任务指令:
请把多机多卡分布式训练那篇摘录中从“tar jxvf pdsh-2.29.tar.bz2”到“ch版本相对应,如下图所示。”的部分一字不差地照抄下来。

摘录:
◆ ◆ ◆
多机多卡分布式训练

1. 环境搭建

  • 分布式训练框架:accelerate+deepspeed+pdsh(可有可无)
  • 基础环境:cuda、显卡驱动、pytorch

1.1 安装相关包

wget https://developer.download.nvidia.com/compute/cuda/11.8.0/local_installers/cuda-repo-rhel7-11-8-local-11.8.0_520.61.05-1.x86_64.rpm
sudo rpm -i cuda-repo-rhel7-11-8-local-11.8.0_520.61.05-1.x86_64.rpm
sudo yum clean all
sudo yum -y install nvidia-driver-latest-dkms
sudo yum -y install cuda
pip3 install torch torchvision torchaudio --index-url https://download.pytorch.org/whl/cu118
pip install accelerate
pip install deepspeed

可以参考教程:并行分布式运维工具pdsh-阿里云开发者社区

tar jxvf pdsh-2.29.tar.bz2
cd pdsh-2.29
./configure --with-ssh --with-rsh --with-mrsh --with-dshgroups --with-machines=/etc/pdsh/machines
make
make install
pdsh -V

注意:所有机器均需要安装一模一样的环境:版本需要一致;conda安装路径一致;同时cuda和pytorch版本相对应,如下图所示。

2. 启动分布式训练

2.1 accelerate方式启动

2.1.1 使用accelerate

# 1、生成accelerate配置文件,使用命令行生成
accelerate config

2.1.2 启动分布式训练脚本

方式一:使用pdsh,仅需要在主节点启动

# accelerate语法
accelerate launch --config_file <accelerate配置文件> python_script.py <python脚本环境变量参数>

# 示例如下
config_path=/data0/sdmt/mxm/kohya_ss/my_util/config/deepspeed_pdsh_config.yaml

accelerate launch --config_file $config_path \
train_text_to_image_sdxl.py --mixed_precision fp16 --enable_xformers_memory_efficient_attention --gradient_checkpointing  --noise_offset 0.05  --cache_dir "/data0/sdmt/mxm/datasets/" --num_train_epochs 20 --resolution 1024 --proportion_empty_prompts 0.2 --learning_rate 1e-06 --lr_scheduler "constant" --lr_warmup_steps 0 --validation_prompt "a pair of casual leather shoes" --validation_epochs 5  --pretrained_model_name_or_path "stabilityai/stable-diffusion-xl-base-1.0" --pretrained_vae_model_name_or_path "madebyollin/sdxl-vae-fp16-fix"  --train_data_dir "/data0/sdmt/train_img/000/10_train_1024_hug"

如下所示,启动2台服务器,服务器每台一张显卡。
◆ ◆ ◆
数据摘录:
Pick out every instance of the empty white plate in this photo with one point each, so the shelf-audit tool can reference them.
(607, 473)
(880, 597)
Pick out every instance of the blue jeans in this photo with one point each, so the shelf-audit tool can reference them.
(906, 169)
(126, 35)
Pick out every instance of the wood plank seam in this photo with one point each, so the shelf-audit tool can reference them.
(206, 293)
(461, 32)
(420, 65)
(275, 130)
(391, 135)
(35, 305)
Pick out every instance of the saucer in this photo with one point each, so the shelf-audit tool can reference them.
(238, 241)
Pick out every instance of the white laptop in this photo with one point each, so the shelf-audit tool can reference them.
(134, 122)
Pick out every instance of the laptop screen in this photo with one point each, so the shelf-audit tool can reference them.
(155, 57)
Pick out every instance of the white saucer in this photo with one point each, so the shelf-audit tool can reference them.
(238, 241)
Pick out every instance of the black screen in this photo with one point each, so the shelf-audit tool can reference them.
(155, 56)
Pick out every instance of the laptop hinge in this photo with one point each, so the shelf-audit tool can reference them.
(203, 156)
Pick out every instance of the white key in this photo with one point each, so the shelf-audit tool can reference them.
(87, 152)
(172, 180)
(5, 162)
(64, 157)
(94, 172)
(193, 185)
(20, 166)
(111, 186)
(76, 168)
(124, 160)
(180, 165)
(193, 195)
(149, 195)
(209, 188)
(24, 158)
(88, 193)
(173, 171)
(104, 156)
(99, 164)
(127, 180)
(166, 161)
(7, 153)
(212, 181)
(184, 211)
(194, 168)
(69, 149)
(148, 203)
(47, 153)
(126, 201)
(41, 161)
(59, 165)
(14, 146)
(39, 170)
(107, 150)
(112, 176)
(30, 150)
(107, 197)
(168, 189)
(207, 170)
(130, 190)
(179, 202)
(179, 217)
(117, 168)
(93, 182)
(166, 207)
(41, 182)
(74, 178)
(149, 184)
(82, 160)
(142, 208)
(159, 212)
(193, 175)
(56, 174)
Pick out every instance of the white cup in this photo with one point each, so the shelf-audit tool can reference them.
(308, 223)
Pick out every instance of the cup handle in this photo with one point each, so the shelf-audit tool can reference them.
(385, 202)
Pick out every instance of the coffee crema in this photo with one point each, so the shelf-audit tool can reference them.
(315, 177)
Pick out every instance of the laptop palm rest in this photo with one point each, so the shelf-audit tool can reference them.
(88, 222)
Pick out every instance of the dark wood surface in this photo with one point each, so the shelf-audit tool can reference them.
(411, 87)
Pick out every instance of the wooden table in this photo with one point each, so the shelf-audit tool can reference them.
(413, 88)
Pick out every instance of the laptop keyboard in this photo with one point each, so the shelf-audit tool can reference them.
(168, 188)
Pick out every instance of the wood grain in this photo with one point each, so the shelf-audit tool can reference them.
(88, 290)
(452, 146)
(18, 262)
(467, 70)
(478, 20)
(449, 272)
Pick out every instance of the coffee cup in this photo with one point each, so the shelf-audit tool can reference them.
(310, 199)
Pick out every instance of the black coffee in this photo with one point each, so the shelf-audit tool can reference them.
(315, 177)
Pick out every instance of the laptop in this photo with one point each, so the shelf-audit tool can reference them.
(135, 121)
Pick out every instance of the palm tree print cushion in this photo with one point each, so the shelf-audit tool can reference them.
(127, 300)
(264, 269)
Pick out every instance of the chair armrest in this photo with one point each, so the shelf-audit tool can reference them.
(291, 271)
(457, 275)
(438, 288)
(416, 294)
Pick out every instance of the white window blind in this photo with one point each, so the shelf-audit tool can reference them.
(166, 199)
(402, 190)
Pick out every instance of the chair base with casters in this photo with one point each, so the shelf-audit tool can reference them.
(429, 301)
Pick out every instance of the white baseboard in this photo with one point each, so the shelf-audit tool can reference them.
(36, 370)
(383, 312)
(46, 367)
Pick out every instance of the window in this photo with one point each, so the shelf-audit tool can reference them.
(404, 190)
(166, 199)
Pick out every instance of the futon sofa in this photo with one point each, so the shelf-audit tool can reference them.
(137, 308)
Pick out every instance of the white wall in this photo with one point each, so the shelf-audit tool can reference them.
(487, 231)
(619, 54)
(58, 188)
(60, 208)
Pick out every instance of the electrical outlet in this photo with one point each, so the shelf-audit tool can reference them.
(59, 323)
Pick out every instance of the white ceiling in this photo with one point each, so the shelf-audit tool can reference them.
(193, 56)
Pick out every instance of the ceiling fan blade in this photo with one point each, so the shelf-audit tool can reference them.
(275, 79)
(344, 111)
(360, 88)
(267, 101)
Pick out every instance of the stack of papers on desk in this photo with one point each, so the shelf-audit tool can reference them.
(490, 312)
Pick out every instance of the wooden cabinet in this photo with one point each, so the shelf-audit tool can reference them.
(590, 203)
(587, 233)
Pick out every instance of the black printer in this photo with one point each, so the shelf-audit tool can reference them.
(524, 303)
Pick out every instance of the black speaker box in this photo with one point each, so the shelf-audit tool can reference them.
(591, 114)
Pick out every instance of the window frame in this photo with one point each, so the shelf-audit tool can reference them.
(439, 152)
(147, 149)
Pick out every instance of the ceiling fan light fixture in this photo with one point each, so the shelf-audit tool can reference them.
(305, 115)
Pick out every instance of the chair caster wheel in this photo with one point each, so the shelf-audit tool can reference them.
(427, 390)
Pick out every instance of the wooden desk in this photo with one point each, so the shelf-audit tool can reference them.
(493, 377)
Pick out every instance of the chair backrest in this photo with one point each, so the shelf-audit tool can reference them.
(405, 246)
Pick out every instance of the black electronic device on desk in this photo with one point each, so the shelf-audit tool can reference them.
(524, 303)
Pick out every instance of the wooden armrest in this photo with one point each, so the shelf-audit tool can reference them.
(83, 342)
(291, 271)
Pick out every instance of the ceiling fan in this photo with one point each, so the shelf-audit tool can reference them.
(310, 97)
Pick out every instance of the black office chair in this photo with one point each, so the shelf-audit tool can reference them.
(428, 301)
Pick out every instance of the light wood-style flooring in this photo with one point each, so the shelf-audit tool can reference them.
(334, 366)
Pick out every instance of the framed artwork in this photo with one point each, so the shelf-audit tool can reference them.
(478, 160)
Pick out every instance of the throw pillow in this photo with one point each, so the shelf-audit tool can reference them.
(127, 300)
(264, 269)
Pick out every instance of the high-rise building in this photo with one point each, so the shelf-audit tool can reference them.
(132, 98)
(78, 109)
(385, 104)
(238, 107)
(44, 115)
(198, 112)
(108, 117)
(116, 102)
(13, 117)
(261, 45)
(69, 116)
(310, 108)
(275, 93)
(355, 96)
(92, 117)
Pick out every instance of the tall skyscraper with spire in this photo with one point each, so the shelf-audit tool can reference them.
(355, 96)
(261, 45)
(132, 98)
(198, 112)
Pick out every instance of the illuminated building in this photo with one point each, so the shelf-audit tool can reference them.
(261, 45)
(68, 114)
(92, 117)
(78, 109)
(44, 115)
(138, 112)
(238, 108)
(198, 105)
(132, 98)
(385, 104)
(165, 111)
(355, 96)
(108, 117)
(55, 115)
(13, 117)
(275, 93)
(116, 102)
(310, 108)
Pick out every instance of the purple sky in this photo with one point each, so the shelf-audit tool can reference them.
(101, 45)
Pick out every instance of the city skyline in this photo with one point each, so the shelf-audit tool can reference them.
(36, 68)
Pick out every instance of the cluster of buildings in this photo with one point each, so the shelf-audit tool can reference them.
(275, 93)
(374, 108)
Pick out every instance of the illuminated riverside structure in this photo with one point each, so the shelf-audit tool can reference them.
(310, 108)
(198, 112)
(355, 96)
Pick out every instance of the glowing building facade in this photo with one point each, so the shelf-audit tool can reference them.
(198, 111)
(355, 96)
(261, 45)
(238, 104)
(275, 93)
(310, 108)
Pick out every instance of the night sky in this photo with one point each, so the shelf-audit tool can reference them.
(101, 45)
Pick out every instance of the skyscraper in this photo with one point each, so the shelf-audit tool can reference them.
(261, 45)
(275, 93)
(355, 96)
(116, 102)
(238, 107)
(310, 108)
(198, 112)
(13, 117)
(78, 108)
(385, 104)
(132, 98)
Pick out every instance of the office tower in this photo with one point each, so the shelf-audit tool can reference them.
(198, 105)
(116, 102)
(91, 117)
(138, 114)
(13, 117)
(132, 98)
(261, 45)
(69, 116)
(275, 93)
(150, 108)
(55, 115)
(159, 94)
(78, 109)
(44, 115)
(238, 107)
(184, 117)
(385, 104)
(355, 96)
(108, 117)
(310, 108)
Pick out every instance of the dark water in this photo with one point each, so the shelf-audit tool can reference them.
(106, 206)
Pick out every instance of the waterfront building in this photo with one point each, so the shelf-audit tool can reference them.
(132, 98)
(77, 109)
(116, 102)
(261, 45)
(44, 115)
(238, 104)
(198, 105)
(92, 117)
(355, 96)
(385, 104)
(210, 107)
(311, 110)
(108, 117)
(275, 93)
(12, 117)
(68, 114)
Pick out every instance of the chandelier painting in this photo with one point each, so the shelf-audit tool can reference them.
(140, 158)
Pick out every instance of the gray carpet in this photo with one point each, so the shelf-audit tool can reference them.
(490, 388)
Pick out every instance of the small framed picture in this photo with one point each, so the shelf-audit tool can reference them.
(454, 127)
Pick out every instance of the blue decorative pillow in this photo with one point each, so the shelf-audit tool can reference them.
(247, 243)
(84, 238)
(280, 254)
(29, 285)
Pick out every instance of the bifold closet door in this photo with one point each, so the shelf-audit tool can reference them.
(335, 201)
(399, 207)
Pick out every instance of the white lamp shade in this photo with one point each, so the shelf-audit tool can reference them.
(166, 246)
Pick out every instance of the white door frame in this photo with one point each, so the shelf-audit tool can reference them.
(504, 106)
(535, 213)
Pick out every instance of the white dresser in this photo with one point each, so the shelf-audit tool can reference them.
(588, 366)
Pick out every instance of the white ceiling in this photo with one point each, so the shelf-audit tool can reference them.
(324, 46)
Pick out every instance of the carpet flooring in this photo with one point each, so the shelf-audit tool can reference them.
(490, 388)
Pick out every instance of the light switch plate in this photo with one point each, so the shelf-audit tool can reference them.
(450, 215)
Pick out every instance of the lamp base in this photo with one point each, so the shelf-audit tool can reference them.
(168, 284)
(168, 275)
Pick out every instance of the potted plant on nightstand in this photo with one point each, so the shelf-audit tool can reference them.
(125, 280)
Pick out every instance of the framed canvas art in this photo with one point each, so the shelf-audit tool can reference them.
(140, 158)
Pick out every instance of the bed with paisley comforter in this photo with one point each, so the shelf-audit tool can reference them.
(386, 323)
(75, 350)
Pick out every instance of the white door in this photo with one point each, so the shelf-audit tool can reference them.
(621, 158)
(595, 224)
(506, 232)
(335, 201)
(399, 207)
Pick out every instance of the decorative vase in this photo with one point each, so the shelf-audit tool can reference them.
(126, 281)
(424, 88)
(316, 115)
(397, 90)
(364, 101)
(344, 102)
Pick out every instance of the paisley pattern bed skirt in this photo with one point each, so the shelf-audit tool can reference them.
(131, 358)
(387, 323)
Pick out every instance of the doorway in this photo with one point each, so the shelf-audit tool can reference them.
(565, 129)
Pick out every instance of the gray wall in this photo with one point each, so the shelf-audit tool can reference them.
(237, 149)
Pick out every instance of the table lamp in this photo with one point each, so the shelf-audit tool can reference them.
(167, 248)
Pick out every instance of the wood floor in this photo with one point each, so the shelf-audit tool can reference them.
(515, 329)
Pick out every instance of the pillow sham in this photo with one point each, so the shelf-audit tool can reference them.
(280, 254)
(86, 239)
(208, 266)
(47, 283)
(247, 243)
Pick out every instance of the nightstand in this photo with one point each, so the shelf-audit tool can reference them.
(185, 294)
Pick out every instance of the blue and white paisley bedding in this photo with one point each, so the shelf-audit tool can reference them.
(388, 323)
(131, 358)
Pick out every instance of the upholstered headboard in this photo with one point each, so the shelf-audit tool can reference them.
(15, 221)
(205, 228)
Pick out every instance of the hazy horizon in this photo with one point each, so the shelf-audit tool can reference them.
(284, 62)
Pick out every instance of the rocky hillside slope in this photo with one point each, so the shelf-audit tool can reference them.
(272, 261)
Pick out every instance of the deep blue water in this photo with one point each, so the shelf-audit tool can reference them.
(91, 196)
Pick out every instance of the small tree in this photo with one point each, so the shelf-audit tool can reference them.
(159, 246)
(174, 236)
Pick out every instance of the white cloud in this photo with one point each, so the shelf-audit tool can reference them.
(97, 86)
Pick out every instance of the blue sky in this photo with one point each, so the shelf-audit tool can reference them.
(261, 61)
◆ ◆ ◆
正确答案:
tar jxvf pdsh-2.29.tar.bz2
cd pdsh-2.29
./configure --with-ssh --with-rsh --with-mrsh --with-dshgroups --with-machines=/etc/pdsh/machines
make
make install
pdsh -V

注意:所有机器均需要安装一模一样的环境:版本需要一致;conda安装路径一致;同时cuda和pytorch版本相对应,如下图所示。